• [Your assignment]: Nothing in the data below may be left out; return all of it exactly.

• [Natural-language object grounding data]:
-=-=-=-=-
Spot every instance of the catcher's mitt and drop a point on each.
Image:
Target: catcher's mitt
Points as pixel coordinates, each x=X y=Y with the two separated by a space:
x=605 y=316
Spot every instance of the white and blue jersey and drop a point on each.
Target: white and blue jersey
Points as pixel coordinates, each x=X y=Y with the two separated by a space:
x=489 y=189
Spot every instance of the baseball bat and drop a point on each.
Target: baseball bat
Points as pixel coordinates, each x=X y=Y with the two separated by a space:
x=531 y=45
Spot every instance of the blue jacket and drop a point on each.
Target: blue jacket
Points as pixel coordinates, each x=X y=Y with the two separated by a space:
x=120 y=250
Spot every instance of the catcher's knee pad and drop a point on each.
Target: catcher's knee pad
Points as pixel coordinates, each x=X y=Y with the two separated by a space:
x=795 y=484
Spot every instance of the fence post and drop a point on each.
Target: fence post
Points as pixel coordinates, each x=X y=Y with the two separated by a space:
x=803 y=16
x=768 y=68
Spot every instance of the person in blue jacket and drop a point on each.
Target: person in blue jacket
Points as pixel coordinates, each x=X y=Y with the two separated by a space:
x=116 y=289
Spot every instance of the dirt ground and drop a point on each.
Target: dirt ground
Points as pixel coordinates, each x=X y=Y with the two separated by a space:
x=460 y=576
-=-=-=-=-
• [Task answer]:
Spot every instance of the catcher's mitt and drop a point on each.
Image:
Target: catcher's mitt
Points as pixel coordinates, each x=X y=Y with the two separated by a space:
x=605 y=316
Spot every instance of the white and blue jersey and drop a point on each.
Target: white and blue jersey
Points as pixel coordinates, each x=X y=Y with the two separated by a space:
x=489 y=189
Spot every instance of the baseball bat and drop a point on each.
Target: baseball bat
Points as pixel coordinates, each x=X y=Y with the two separated by a space:
x=531 y=45
Spot every instance of the blue jacket and drop a point on each.
Target: blue jacket
Points as pixel coordinates, each x=X y=Y with the two separated by a space:
x=120 y=250
Spot every instance of the catcher's knee pad and drop a point on each.
Target: catcher's knee pad
Points as pixel coordinates, each x=X y=Y with the two separated by a space:
x=795 y=484
Spot every instance of the fence post and drop a point on each.
Target: fence post
Points as pixel coordinates, each x=X y=Y with the two separated by a space:
x=803 y=16
x=768 y=68
Spot every instance of the person in blue jacket and drop a point on each.
Target: person in blue jacket
Points as pixel coordinates, each x=X y=Y with the two separated by a space:
x=116 y=289
Spot every instance of the dirt ground and drop a point on each.
Target: dirt ground
Points as pixel coordinates, each x=X y=Y with the two separated by a space:
x=460 y=576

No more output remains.